-- BEGIN --

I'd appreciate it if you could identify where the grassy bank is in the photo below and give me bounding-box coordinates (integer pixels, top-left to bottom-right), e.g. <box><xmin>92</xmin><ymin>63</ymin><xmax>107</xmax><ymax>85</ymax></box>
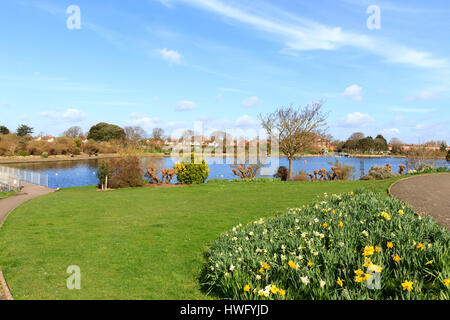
<box><xmin>0</xmin><ymin>179</ymin><xmax>396</xmax><ymax>299</ymax></box>
<box><xmin>0</xmin><ymin>191</ymin><xmax>17</xmax><ymax>199</ymax></box>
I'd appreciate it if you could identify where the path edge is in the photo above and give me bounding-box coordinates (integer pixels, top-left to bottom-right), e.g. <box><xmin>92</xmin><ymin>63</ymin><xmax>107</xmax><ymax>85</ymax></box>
<box><xmin>0</xmin><ymin>269</ymin><xmax>14</xmax><ymax>300</ymax></box>
<box><xmin>388</xmin><ymin>172</ymin><xmax>450</xmax><ymax>199</ymax></box>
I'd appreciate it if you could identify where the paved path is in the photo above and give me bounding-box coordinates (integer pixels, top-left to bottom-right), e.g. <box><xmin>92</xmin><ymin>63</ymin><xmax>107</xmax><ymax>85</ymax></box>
<box><xmin>0</xmin><ymin>182</ymin><xmax>55</xmax><ymax>300</ymax></box>
<box><xmin>391</xmin><ymin>173</ymin><xmax>450</xmax><ymax>229</ymax></box>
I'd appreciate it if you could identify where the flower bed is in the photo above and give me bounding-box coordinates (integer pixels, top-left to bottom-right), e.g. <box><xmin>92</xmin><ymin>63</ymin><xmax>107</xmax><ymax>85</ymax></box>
<box><xmin>203</xmin><ymin>191</ymin><xmax>450</xmax><ymax>299</ymax></box>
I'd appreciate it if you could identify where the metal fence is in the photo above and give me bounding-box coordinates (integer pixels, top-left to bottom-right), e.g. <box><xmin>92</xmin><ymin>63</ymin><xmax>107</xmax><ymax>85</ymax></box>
<box><xmin>0</xmin><ymin>166</ymin><xmax>48</xmax><ymax>188</ymax></box>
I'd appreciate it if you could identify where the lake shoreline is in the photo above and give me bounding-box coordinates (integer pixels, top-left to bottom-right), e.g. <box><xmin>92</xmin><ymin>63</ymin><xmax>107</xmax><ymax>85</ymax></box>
<box><xmin>0</xmin><ymin>153</ymin><xmax>445</xmax><ymax>165</ymax></box>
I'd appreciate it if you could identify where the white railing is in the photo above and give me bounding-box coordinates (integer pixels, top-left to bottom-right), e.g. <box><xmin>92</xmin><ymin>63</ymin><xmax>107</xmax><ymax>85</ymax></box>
<box><xmin>0</xmin><ymin>166</ymin><xmax>48</xmax><ymax>187</ymax></box>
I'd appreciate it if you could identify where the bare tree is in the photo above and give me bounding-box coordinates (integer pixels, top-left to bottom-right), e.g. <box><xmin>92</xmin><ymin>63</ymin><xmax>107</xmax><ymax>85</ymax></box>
<box><xmin>63</xmin><ymin>126</ymin><xmax>83</xmax><ymax>139</ymax></box>
<box><xmin>123</xmin><ymin>126</ymin><xmax>146</xmax><ymax>147</ymax></box>
<box><xmin>259</xmin><ymin>102</ymin><xmax>328</xmax><ymax>179</ymax></box>
<box><xmin>152</xmin><ymin>128</ymin><xmax>164</xmax><ymax>141</ymax></box>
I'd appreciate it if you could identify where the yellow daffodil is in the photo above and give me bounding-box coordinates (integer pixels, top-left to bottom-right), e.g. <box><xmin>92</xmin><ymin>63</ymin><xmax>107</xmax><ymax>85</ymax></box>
<box><xmin>402</xmin><ymin>280</ymin><xmax>414</xmax><ymax>291</ymax></box>
<box><xmin>355</xmin><ymin>269</ymin><xmax>364</xmax><ymax>276</ymax></box>
<box><xmin>444</xmin><ymin>279</ymin><xmax>450</xmax><ymax>288</ymax></box>
<box><xmin>363</xmin><ymin>246</ymin><xmax>375</xmax><ymax>257</ymax></box>
<box><xmin>288</xmin><ymin>260</ymin><xmax>298</xmax><ymax>269</ymax></box>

-- END --

Rewrite the records from the line containing "I'd appreciate it if you could identify where the metal" through the end of the records, swapping "bounding-box coordinates" for "box coordinates" and leaving everything else untouched.

I'd appreciate it if you could identify where the metal fence is in the photo above and give me box coordinates (integer pixels, top-left to bottom-right), e.g. <box><xmin>92</xmin><ymin>63</ymin><xmax>107</xmax><ymax>85</ymax></box>
<box><xmin>0</xmin><ymin>166</ymin><xmax>48</xmax><ymax>188</ymax></box>
I'd appreciate it if you could identify where the lake shoreline is in the photo above and give me box coordinates (integer pixels, top-left to bottom-right), e.g. <box><xmin>92</xmin><ymin>63</ymin><xmax>107</xmax><ymax>85</ymax></box>
<box><xmin>0</xmin><ymin>153</ymin><xmax>445</xmax><ymax>165</ymax></box>
I'd appreciate it if you could identify where the white railing is in the photo above and give me box coordinates (integer pixels, top-left to bottom-right), e.g. <box><xmin>92</xmin><ymin>63</ymin><xmax>107</xmax><ymax>85</ymax></box>
<box><xmin>0</xmin><ymin>166</ymin><xmax>48</xmax><ymax>187</ymax></box>
I'd appreciate it if you could identify where the bare tree is in the photo above and give me box coordinates (integer pixels, top-left to bottom-right), e.g. <box><xmin>92</xmin><ymin>63</ymin><xmax>107</xmax><ymax>85</ymax></box>
<box><xmin>63</xmin><ymin>126</ymin><xmax>83</xmax><ymax>139</ymax></box>
<box><xmin>123</xmin><ymin>126</ymin><xmax>146</xmax><ymax>147</ymax></box>
<box><xmin>259</xmin><ymin>102</ymin><xmax>328</xmax><ymax>179</ymax></box>
<box><xmin>152</xmin><ymin>128</ymin><xmax>164</xmax><ymax>141</ymax></box>
I'd appreciate it if you could identify where the yellow daffodil is in the photo above and give me box coordinates (integer pixels, top-left to bottom-right), e.g. <box><xmin>92</xmin><ymin>63</ymin><xmax>107</xmax><ymax>85</ymax></box>
<box><xmin>402</xmin><ymin>280</ymin><xmax>414</xmax><ymax>291</ymax></box>
<box><xmin>355</xmin><ymin>269</ymin><xmax>364</xmax><ymax>276</ymax></box>
<box><xmin>444</xmin><ymin>279</ymin><xmax>450</xmax><ymax>288</ymax></box>
<box><xmin>363</xmin><ymin>246</ymin><xmax>375</xmax><ymax>257</ymax></box>
<box><xmin>288</xmin><ymin>260</ymin><xmax>298</xmax><ymax>269</ymax></box>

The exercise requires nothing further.